[Dataset records on where objects are located]

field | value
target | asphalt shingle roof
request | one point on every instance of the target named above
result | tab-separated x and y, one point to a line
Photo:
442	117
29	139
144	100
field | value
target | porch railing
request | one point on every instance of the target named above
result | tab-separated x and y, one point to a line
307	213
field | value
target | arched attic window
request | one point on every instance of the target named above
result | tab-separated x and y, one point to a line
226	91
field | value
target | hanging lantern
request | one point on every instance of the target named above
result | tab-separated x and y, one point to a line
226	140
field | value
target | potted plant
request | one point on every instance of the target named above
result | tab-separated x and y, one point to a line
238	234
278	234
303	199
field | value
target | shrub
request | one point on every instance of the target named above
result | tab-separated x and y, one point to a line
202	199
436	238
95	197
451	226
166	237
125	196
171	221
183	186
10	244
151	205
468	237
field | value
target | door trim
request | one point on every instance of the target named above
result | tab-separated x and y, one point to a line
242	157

GIVEN INSTRUCTION :: Reproduce the items above with "every instance" swapped for "each instance" wherever it occurs, leaving every other line as it is.

WRITTEN ANSWER ::
field | value
target | asphalt shingle roof
request | one point on each instance of the target named above
result | tab-separated x and y, one point to a line
Photo:
442	117
29	139
144	100
field | value
target | porch railing
request | one point on each instance of the target named above
result | tab-separated x and y, one point to a line
307	213
field | value
target | arched attic window
request | one point on each instance of the target named above
result | tab-separated x and y, one point to a line
226	91
field | value
target | hanging lantern
request | one point on each instance of the target named above
result | tab-separated x and y, one point to a line
226	140
field | value
target | potted plant
request | one point on each instance of the target named above
result | tab-separated x and y, one point to a line
238	234
278	234
303	199
field | value
target | shrub
request | one point on each instance of the target named above
result | tab-separated x and y, one point to a line
202	199
436	238
95	197
451	226
166	237
125	196
171	221
183	186
10	244
151	205
468	237
field | value
target | door trim
request | one point on each instance of the target named above
result | tab-separated x and y, one point to a line
242	157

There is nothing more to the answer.